What needs to be done
Gather every line in the items below that contains the string "side", and copy each one. Case counts.

The records
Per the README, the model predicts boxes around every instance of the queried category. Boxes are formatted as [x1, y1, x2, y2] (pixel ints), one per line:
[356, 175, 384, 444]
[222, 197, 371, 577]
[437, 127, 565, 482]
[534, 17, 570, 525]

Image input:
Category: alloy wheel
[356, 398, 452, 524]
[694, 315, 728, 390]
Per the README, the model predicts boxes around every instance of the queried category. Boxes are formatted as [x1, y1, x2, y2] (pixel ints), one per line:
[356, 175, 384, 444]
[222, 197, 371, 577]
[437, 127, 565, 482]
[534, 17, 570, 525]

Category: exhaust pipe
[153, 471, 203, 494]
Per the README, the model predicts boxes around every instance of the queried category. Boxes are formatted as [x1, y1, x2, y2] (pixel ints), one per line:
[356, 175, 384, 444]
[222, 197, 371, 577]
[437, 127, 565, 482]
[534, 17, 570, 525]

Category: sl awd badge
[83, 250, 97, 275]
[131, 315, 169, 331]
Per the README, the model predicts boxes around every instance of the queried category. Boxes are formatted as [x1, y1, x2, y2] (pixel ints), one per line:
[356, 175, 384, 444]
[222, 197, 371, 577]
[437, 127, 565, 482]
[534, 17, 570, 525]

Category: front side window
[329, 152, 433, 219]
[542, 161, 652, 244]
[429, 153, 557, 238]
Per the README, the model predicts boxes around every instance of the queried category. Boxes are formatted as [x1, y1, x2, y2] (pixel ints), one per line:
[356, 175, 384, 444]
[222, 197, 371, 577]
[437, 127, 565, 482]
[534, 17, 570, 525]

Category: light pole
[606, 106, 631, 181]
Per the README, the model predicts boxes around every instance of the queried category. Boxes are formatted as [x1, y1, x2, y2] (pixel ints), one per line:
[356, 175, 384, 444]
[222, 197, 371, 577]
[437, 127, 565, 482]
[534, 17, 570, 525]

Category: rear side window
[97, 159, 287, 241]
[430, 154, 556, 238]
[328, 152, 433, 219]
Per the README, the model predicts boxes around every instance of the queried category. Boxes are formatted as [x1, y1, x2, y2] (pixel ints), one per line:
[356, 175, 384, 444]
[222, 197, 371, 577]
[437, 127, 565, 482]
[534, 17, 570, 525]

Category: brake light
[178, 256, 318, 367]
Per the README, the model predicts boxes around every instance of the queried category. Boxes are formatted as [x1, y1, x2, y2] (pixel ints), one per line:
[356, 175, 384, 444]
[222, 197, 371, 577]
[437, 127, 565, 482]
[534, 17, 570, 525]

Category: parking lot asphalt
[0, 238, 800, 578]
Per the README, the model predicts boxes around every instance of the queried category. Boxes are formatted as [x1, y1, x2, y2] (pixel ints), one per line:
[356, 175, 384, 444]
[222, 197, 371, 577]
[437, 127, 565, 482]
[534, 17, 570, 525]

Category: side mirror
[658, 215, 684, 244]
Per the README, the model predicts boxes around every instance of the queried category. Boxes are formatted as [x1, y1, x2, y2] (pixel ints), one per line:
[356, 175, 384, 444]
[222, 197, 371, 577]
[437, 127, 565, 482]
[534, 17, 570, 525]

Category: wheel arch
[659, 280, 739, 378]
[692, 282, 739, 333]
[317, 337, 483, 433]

Final result
Category: front side window
Category: rear side window
Category: side mirror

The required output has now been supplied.